Problem details: In the text on cabbage seed production, translate this sentence into Spanish: "Due to work commitments, you visited the cabbage field late and discovered that flowering had already begun."

Given text:

[Start of Attachment]

This problem is easier to understand with some knowledge about seed reproduction.
Let’s consider yourself as a seed production specialist in a seed company. You are currently growing cabbage for cabbage seed production. To eliminate off-types, you visit the cabbage field. The flower color of the parent generation for F1 seed production is all white, and pink color is a recessive trait that should be eliminated before flowering. Due to work commitments, you visited the cabbage field late and discovered that flowering had already begun. In a hurry, you quickly removed the pink flowers (aa) and discarded them.
Now, let’s analyze the possible alleles in the next generation. Pollen has already been dispersed, indicating that pollen from the pink flowers (aa) may have fertilized somewhere, leading to potential contamination. Now, let’s calculate the frequencies of alleles in the paternal parent generation.
p = 0.106 + 1/2 * 0.439 = 0.325
q = 0.456 + 1/2 * 0.439 = 0.675
One thing to note when calculating the frequencies of alleles in the paternal parent generation is that the new subgroup [aa eliminated] has not yet been formed. This means that the probabilities should be calculated based on the original equilibrium population frequencies of AA 0.106, Aa 0.439, and aa 0.456. [i.e., The pollen from the paternal parent has already been dispersed. Even if we remove the paternal aa individuals, the pollen has already been carried away, making the act of removing aa meaningless].
However, let’s consider the frequencies of alleles in the maternal parent generation. The maternal parent’s aa individuals have already been removed completely. In other words, the frequencies in the maternal parent generation should be calculated based on the formation of the new subgroup [i.e., The maternal parent needs to have the aa individuals removed. The reason is that F1 seeds originate from the maternal parent. If there are remaining aa individuals in the maternal parent, the seeds produced from them will be contaminated. Therefore, the maternal aa individuals need to be eliminated, leading to the formation of a new subgroup].
| Genotype | AA | Aa | Total | |
| frequency | 0.106 | 0.439 | ……….. | 0.545 |
| new frequency | 0.194 | 0.806 | ……….. | 1 |
Frequencies of alleles in the new subgroup:
p = 0.194 + 1/2 * 0.806 = 0.597
q = 1/2 * 0.806 = 0.403
Next generation genotype frequencies:
AA : 0.325 * 0.403 = 0.194 Aa : (0.675)*(0.597) + (0.325)*(0.403) = 0.403 + 0.131 = 0.534 aa : 0.675 * 0.403 = 0.272
How can the Hardy-Weinberg principle be applied in practical scenarios within seed companies?

[End of Attachment]

(Image point grounding data)

[Start of Attachment]

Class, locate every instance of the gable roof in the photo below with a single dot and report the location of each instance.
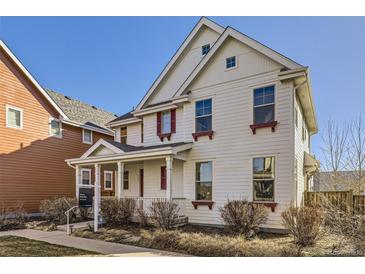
(32, 79)
(230, 32)
(202, 22)
(80, 112)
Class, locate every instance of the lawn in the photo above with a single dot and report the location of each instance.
(199, 241)
(12, 246)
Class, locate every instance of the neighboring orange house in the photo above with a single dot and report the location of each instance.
(39, 129)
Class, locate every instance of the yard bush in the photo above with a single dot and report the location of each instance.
(117, 211)
(304, 223)
(164, 214)
(243, 217)
(12, 217)
(55, 208)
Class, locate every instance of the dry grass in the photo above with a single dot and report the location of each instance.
(12, 246)
(199, 241)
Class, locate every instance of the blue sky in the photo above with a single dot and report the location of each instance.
(110, 62)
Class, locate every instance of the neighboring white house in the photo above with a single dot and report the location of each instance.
(227, 118)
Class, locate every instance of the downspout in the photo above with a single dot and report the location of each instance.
(296, 179)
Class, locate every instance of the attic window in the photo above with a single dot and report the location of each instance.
(205, 49)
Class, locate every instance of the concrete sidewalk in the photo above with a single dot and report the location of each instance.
(107, 248)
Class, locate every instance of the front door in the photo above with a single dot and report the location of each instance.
(141, 183)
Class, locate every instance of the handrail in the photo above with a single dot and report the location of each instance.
(68, 232)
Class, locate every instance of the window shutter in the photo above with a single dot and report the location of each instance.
(173, 121)
(159, 123)
(163, 177)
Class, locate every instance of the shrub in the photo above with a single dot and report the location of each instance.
(243, 217)
(165, 214)
(304, 223)
(117, 211)
(12, 217)
(55, 208)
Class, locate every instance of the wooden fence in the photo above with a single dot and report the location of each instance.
(345, 199)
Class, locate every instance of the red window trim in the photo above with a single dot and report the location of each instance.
(264, 125)
(202, 202)
(209, 133)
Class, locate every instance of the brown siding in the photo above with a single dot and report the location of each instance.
(32, 164)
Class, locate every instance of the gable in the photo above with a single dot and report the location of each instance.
(190, 58)
(249, 62)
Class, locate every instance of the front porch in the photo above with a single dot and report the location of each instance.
(146, 174)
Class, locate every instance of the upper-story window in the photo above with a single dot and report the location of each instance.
(263, 178)
(205, 49)
(264, 105)
(203, 115)
(166, 122)
(231, 62)
(87, 136)
(14, 117)
(55, 128)
(123, 135)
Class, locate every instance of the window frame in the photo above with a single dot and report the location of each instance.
(111, 180)
(235, 62)
(263, 105)
(206, 115)
(7, 107)
(88, 170)
(165, 112)
(51, 119)
(274, 180)
(196, 181)
(83, 136)
(203, 48)
(128, 179)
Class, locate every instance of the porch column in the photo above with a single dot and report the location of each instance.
(78, 180)
(120, 179)
(97, 197)
(169, 173)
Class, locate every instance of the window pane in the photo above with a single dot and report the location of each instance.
(204, 124)
(264, 190)
(166, 122)
(264, 114)
(55, 128)
(14, 117)
(263, 168)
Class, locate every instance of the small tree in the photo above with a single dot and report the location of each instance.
(165, 214)
(243, 217)
(304, 223)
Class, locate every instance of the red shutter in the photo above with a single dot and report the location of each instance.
(159, 123)
(163, 177)
(173, 121)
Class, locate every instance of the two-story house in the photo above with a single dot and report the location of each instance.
(227, 118)
(39, 129)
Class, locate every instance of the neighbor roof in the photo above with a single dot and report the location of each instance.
(80, 112)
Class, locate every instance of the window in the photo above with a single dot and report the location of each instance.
(163, 177)
(263, 179)
(264, 105)
(87, 136)
(203, 115)
(205, 49)
(231, 62)
(108, 180)
(126, 180)
(204, 181)
(296, 117)
(123, 135)
(55, 127)
(86, 176)
(14, 117)
(166, 122)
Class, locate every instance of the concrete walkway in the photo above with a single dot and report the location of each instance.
(107, 248)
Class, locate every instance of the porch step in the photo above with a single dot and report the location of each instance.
(75, 225)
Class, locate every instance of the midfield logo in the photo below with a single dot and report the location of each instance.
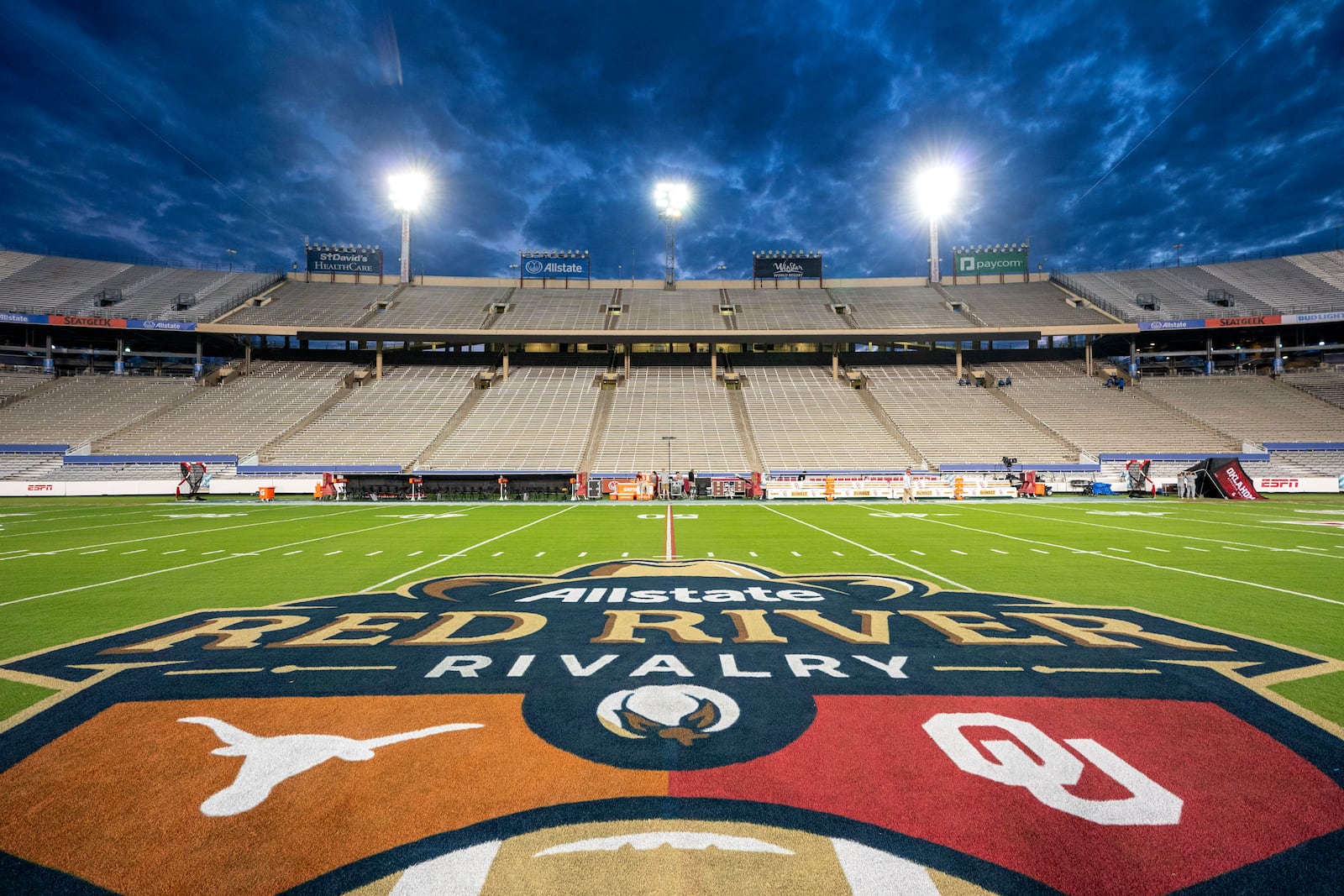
(622, 718)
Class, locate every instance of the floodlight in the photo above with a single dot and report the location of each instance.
(409, 190)
(936, 190)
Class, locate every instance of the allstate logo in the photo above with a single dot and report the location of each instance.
(685, 714)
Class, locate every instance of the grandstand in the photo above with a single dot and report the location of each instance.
(322, 407)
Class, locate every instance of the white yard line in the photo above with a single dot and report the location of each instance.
(176, 535)
(421, 569)
(1153, 566)
(871, 551)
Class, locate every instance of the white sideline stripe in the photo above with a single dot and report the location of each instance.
(199, 563)
(479, 544)
(174, 535)
(1153, 566)
(1149, 532)
(877, 553)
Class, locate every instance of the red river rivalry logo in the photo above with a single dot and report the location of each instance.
(687, 727)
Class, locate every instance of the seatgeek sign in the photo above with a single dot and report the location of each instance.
(968, 264)
(575, 268)
(344, 261)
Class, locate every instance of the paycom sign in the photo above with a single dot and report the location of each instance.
(991, 262)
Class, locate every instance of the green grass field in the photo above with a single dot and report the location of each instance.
(77, 569)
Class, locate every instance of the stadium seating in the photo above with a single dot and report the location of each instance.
(1084, 411)
(803, 419)
(80, 409)
(679, 402)
(389, 421)
(952, 423)
(537, 419)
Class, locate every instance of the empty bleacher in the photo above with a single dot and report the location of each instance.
(555, 309)
(679, 402)
(537, 419)
(1326, 383)
(239, 418)
(1023, 305)
(1256, 409)
(444, 307)
(803, 419)
(952, 423)
(80, 409)
(1099, 419)
(898, 308)
(683, 309)
(389, 421)
(297, 304)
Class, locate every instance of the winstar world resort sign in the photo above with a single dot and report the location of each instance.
(712, 726)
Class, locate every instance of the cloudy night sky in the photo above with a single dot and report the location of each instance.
(179, 132)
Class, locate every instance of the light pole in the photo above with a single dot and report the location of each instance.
(936, 190)
(407, 191)
(669, 201)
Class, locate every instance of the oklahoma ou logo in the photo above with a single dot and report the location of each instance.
(1148, 804)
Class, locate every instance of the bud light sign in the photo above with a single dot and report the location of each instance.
(569, 268)
(339, 259)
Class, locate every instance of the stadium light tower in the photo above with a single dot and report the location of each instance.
(409, 188)
(936, 188)
(669, 201)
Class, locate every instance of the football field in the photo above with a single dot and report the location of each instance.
(1272, 570)
(1066, 694)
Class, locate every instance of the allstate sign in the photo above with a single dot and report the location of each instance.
(554, 268)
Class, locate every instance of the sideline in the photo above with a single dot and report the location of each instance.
(199, 563)
(457, 553)
(877, 553)
(1146, 563)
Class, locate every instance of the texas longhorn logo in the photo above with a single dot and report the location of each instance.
(638, 720)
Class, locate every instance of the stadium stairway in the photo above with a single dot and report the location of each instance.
(887, 423)
(464, 410)
(380, 307)
(597, 429)
(1007, 401)
(743, 422)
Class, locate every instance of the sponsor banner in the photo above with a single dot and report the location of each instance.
(1314, 318)
(71, 320)
(344, 261)
(972, 264)
(1254, 320)
(1182, 324)
(13, 317)
(786, 268)
(554, 268)
(165, 325)
(1303, 485)
(667, 720)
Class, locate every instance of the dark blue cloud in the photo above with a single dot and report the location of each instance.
(134, 130)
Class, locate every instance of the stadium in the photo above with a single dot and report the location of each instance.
(906, 564)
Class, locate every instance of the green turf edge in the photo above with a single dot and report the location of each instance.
(15, 696)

[End of Attachment]

Your response: Debido a compromisos laborales, visitaste el campo de repollo tarde y descubriste que la floración ya había comenzado.